Aim of the task: Arrange the lines of the items below, from the first line up to and including the line that contains "point(58, 500)", as a JSON list of strings with one string per line and blank lines omitted.

Information provided:
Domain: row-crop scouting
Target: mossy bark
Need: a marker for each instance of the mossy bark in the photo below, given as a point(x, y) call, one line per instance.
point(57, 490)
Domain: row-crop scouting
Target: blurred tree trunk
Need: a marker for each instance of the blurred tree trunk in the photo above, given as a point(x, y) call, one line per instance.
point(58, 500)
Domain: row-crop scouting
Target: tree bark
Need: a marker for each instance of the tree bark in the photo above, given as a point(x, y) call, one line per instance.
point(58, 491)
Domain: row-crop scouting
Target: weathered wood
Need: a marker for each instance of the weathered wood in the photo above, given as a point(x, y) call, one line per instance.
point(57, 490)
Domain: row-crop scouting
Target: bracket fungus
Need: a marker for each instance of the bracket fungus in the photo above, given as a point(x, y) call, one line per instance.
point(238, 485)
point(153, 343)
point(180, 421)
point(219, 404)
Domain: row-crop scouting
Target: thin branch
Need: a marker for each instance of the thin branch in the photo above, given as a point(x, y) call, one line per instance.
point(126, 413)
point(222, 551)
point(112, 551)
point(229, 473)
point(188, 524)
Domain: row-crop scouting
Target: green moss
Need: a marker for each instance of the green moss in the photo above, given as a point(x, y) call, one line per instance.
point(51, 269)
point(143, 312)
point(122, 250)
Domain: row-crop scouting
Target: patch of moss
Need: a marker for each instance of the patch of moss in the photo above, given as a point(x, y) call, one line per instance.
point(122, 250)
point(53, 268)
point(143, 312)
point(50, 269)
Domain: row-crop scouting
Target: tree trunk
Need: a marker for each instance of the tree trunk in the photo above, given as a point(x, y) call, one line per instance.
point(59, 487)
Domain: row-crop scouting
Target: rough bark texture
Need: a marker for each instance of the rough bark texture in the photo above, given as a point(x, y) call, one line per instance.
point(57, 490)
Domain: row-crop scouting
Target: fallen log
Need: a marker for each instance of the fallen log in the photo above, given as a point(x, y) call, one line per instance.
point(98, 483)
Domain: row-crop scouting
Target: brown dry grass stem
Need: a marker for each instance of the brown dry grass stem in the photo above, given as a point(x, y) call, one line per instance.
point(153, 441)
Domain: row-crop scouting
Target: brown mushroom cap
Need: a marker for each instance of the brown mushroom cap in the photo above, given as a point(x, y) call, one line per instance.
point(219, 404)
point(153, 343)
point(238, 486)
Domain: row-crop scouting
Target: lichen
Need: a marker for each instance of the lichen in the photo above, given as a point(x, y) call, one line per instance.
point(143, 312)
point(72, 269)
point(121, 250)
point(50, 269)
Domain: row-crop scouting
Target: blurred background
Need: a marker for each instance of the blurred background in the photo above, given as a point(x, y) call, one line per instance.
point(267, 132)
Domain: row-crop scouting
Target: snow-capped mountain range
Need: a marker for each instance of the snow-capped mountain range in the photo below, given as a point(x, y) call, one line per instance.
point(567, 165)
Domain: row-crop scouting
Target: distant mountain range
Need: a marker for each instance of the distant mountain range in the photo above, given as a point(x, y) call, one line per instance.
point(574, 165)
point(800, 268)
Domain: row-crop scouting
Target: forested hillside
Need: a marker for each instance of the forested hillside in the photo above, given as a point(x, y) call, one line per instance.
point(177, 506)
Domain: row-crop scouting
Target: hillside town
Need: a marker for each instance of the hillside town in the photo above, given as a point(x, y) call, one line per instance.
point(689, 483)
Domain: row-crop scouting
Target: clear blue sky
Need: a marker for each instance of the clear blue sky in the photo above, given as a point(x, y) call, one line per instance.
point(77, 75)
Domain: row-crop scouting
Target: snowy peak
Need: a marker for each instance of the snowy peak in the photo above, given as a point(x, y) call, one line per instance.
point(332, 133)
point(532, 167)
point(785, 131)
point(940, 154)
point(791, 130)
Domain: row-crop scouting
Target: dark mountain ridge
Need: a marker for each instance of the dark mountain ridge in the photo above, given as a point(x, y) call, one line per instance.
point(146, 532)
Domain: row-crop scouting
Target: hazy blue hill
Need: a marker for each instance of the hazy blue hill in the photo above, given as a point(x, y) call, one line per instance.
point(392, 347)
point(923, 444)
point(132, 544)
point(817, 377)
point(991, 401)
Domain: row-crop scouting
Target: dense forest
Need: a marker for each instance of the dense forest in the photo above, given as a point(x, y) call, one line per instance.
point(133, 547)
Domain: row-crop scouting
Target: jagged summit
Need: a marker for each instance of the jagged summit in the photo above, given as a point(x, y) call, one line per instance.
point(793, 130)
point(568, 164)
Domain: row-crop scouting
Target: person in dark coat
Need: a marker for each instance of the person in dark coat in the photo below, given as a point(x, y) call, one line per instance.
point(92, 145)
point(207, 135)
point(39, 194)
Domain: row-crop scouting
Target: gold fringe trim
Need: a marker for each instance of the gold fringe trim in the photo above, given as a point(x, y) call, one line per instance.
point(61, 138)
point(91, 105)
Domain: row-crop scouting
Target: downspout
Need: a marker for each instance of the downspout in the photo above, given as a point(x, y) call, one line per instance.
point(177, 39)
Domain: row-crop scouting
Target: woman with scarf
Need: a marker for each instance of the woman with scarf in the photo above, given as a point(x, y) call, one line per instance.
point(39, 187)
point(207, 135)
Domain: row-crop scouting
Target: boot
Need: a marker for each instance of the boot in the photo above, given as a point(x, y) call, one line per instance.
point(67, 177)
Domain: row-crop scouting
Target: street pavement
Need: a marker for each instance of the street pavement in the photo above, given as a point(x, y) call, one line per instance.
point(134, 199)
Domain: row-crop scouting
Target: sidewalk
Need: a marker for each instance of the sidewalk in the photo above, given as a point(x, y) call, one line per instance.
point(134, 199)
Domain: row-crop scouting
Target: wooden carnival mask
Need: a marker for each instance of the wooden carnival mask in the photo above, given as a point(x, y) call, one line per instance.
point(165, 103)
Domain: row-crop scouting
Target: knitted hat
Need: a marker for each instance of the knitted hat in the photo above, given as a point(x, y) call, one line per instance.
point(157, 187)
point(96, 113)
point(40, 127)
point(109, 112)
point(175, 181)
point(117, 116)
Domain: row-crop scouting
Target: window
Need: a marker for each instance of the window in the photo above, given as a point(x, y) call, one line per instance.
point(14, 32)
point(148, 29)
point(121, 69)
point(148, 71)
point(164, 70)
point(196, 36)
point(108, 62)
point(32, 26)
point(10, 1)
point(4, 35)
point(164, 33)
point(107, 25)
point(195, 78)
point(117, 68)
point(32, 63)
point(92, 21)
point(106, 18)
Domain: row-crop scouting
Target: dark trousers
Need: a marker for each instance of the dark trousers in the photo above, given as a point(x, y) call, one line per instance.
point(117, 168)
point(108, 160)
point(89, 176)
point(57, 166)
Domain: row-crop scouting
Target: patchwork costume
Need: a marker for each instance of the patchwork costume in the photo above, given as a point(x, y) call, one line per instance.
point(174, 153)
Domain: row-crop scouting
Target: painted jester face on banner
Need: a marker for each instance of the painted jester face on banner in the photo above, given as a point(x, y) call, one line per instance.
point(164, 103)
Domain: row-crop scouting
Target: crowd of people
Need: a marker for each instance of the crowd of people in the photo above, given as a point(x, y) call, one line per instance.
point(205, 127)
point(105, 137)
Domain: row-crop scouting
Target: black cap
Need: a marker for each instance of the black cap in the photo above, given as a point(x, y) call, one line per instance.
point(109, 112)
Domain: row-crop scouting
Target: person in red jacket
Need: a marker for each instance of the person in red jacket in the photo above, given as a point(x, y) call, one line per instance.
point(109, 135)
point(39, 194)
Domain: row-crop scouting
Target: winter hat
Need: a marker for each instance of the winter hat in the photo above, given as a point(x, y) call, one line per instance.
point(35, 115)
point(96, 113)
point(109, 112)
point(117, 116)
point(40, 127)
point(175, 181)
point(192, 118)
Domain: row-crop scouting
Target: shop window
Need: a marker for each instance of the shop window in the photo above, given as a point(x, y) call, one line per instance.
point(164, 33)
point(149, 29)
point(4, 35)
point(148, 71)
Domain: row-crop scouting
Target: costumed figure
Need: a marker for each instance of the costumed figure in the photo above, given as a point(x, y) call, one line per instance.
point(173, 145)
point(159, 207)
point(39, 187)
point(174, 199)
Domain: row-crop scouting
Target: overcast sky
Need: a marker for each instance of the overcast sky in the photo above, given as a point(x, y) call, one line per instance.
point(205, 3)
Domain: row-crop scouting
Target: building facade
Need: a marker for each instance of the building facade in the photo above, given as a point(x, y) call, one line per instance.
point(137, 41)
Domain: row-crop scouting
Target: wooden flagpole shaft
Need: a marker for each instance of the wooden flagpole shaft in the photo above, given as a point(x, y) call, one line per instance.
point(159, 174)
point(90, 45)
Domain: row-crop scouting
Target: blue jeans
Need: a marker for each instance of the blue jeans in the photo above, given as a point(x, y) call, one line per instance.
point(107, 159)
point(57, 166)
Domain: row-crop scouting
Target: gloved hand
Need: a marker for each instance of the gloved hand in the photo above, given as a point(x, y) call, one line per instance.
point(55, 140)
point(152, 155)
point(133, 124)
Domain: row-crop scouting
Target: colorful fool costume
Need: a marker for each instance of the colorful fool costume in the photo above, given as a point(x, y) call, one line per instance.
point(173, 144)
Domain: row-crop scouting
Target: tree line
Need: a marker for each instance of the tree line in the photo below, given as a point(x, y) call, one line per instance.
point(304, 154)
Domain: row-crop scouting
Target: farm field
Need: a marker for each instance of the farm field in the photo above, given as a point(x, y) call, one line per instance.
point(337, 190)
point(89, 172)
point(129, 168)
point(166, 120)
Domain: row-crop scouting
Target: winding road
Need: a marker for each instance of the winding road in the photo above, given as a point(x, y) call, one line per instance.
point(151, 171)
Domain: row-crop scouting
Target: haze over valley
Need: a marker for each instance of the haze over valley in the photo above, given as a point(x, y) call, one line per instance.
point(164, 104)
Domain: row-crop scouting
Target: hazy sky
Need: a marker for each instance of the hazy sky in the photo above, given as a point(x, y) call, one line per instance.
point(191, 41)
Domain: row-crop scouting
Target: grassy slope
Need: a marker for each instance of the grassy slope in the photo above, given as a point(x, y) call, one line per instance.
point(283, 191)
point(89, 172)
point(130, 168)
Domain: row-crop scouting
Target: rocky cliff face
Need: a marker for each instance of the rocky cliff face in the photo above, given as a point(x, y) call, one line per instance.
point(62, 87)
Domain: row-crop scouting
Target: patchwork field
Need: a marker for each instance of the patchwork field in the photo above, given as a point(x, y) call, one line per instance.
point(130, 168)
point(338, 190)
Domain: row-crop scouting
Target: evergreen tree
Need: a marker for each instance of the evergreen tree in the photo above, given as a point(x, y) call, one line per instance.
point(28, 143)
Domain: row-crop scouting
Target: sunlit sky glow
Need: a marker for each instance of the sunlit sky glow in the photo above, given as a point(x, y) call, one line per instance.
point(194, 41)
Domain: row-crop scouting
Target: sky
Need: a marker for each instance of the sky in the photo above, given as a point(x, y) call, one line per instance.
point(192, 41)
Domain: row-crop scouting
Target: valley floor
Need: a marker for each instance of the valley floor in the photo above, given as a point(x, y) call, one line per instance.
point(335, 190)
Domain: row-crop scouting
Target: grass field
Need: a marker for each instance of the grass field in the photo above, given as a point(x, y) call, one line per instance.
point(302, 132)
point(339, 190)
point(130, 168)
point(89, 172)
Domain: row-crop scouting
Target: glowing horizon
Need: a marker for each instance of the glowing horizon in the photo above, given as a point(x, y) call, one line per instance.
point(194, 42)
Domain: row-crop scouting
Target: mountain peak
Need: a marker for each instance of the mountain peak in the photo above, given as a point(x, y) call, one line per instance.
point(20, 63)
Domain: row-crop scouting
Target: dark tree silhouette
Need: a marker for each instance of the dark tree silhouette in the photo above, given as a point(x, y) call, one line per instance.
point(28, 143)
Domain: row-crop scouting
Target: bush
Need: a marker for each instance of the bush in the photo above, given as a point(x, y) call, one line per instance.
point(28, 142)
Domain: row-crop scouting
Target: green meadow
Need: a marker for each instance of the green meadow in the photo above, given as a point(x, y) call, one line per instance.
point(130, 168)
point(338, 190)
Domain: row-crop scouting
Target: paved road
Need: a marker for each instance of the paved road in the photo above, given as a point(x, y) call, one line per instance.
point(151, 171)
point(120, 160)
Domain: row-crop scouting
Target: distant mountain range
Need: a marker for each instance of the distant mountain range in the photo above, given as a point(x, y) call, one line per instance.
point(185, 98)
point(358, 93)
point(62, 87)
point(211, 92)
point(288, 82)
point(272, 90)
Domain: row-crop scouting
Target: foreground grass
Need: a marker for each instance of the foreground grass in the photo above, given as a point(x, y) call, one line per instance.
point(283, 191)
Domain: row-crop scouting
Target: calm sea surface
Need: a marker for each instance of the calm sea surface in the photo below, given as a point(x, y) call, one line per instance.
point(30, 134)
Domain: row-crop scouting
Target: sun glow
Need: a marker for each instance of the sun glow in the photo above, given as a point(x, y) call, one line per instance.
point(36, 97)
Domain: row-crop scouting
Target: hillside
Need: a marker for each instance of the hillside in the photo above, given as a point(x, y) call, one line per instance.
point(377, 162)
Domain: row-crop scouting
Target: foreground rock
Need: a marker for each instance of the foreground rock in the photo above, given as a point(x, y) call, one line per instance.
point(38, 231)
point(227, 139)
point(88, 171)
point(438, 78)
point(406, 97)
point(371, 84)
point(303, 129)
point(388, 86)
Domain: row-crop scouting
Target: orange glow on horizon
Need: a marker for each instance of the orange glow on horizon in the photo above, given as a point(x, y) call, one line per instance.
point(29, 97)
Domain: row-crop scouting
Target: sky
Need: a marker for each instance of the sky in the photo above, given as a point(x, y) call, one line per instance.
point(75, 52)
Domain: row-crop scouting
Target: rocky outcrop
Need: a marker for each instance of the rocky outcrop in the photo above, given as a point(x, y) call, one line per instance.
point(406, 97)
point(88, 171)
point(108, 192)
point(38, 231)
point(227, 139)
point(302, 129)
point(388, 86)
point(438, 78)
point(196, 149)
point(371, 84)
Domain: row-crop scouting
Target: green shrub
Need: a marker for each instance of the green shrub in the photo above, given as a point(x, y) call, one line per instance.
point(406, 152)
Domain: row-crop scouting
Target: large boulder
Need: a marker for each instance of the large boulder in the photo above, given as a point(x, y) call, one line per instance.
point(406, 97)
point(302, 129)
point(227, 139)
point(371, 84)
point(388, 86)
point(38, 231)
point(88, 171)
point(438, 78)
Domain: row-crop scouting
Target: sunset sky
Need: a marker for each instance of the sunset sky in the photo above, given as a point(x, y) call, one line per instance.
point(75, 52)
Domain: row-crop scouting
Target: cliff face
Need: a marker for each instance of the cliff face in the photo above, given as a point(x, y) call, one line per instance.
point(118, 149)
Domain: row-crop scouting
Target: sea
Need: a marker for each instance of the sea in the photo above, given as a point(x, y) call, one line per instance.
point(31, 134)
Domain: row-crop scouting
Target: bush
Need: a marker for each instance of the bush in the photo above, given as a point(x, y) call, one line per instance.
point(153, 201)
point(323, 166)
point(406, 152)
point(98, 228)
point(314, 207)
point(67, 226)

Correct output:
[
  "Domain: row-crop scouting",
  "Target: mossy bark",
  "Need: a marker for each instance of the mossy bark in the photo below, given as a point(x, y) call, one line per instance.",
  "point(57, 490)",
  "Domain: row-crop scouting",
  "Target: blurred tree trunk",
  "Need: a marker for each instance of the blurred tree trunk in the photo above, given as a point(x, y) call, one line per instance.",
  "point(58, 500)"
]